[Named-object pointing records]
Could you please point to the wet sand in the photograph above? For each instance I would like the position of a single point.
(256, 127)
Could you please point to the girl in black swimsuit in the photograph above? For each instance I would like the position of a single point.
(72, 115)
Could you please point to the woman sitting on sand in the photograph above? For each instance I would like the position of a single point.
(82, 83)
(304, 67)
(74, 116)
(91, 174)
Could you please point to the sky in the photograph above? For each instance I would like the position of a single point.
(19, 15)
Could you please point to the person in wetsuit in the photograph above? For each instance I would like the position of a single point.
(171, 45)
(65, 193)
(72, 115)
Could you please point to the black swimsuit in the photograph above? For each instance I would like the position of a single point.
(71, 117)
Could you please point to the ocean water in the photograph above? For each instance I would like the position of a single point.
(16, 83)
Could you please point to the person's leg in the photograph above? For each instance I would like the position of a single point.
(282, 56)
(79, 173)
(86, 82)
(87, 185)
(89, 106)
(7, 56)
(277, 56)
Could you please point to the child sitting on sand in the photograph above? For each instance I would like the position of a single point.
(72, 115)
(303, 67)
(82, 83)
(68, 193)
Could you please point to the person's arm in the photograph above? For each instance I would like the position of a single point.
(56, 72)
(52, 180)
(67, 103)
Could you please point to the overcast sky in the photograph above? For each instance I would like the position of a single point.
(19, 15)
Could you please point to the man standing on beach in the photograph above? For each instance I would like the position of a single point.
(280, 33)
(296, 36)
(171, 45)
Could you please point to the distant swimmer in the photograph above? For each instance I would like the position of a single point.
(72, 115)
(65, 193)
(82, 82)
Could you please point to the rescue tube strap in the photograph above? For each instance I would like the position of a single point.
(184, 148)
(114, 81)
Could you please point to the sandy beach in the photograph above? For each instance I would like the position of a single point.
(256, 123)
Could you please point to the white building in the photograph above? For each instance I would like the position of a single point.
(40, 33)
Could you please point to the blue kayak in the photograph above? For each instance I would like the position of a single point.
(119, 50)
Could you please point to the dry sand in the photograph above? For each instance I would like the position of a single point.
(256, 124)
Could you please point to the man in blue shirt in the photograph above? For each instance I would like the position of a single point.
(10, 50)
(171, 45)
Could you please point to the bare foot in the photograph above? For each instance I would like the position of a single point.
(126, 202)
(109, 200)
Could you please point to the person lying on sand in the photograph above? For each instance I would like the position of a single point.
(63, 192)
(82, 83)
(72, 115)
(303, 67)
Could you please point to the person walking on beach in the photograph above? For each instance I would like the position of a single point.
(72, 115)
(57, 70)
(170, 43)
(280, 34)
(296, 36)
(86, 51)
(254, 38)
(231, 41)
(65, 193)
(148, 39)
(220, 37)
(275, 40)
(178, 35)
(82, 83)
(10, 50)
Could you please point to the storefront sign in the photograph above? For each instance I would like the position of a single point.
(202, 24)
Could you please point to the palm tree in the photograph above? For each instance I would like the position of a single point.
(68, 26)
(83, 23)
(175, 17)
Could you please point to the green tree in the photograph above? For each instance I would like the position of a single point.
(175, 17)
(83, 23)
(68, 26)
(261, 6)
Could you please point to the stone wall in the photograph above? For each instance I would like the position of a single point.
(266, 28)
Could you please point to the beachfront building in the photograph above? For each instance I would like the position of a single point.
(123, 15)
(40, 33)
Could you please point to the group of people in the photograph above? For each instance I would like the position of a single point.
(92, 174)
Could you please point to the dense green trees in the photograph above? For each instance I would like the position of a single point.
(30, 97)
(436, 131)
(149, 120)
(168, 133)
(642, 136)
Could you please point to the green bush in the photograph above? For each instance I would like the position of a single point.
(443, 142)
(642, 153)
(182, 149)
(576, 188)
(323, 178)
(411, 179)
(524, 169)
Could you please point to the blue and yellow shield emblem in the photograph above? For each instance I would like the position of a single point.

— Aim of the task —
Copy out every entry again, exactly as it was given.

— Answer for this exercise —
Could you please point to the wet sand in the photograph above? For each instance I would like the position of a single point.
(256, 127)
Could you please point to the girl in black swimsuit in the photograph above? For each instance I would like the position of a single point.
(72, 115)
Could you please point to the woman sitting on sand in the photograph above? For each instance I would like the position of a single point.
(82, 83)
(304, 67)
(74, 116)
(91, 174)
Could you please point to the sky in the photograph above? For each instance I would like the position of a single point.
(19, 15)
Could you please point to the person in wetsuit in the photograph above? For each instance I would like the position of a single point.
(171, 45)
(65, 193)
(72, 115)
Could you please point to the black swimsuit in the photograph above? For each instance I would like the position of a single point.
(71, 117)
Could you please point to the ocean water in the photograph above? For each instance I would like the position of a single point.
(16, 83)
Could you please point to the person's leg in the photograph above? For each instance I would like the position of a single point.
(282, 56)
(79, 173)
(86, 82)
(87, 185)
(89, 106)
(7, 56)
(277, 56)
Could you please point to the child sitting on sand in the photograph above? For each instance I would like the position of a single point.
(72, 115)
(303, 67)
(82, 83)
(68, 193)
Could you please point to the person's arm in the photograph above? For each instance I would like the position of a single point.
(56, 72)
(52, 180)
(67, 103)
Could you please point to the overcast sky in the photograph above? For each instance I would like the position of a single point.
(19, 15)
Could you please point to the man standing on beach in the photograph above? For each instance I would like the position of a single point.
(280, 33)
(296, 36)
(171, 45)
Could you please point to the distant swimmer in the photograph above? For each instance I would like the position of a single point.
(72, 115)
(65, 193)
(82, 82)
Could you please point to the rescue tube strap in the photograph above? For each instance I would like the position of a single point.
(184, 148)
(114, 81)
Could you please point to the sandy beach in the photograph above? For each instance I would like the position of a single point.
(256, 123)
Could you please point to the white building in the photograph above? For each instance I would like the position of a single point.
(40, 33)
Could you please point to the blue kayak in the photograph above? For each instance I would like the position of a single point.
(119, 50)
Could you please point to the dry sand in the photograph above? For each instance I would like the position of a single point.
(256, 124)
Could you please point to the man in blue shirt in the photograph above? For each instance I would like the position of a single point.
(10, 50)
(171, 45)
Could you please point to the bare foot in the photograph above? For each instance I would like the position of a single point.
(126, 202)
(109, 200)
Could you please point to the person lying on sand in the photograph above? For each instance I would like the position of a single point.
(63, 192)
(82, 83)
(72, 115)
(303, 67)
Could you please point to the person walking on beach in the photograph above? For each instance I would like the position of a single point.
(72, 115)
(57, 70)
(170, 43)
(280, 34)
(296, 36)
(86, 51)
(254, 38)
(231, 41)
(65, 193)
(148, 39)
(220, 37)
(275, 40)
(178, 35)
(82, 83)
(10, 50)
Could you please point to the storefront sign in the photograph above? For each instance I would like the position of a single point.
(202, 24)
Could you please point to the palm tree in the photograph above? For each instance I would like the position of a single point.
(68, 26)
(83, 23)
(175, 17)
Could you please point to the green tree in the photograph above? For each instance I would like the position of a single point.
(175, 17)
(83, 23)
(68, 26)
(261, 6)
Could you please point to the stone wall in the photograph above? For each instance I would like the position of a single point.
(266, 28)
Could you please point to the beachfront building in the photograph above? For each instance I would like the position of a single point.
(123, 15)
(40, 33)
Could you please point to the group of people in the photograph above? For each instance I would like the position of a single point.
(92, 174)
Could you please point to the dense green trees in the photograph above? For each instance I would like the position of a single point.
(30, 97)
(436, 131)
(149, 120)
(168, 133)
(642, 136)
Could you please point to the green bush in the photograph above? For each instance I would like the position of a single point.
(443, 142)
(642, 153)
(182, 149)
(576, 188)
(323, 178)
(411, 179)
(524, 169)
Could you please point to the blue and yellow shield emblem in the photograph above? For each instance I would like the position of a single point.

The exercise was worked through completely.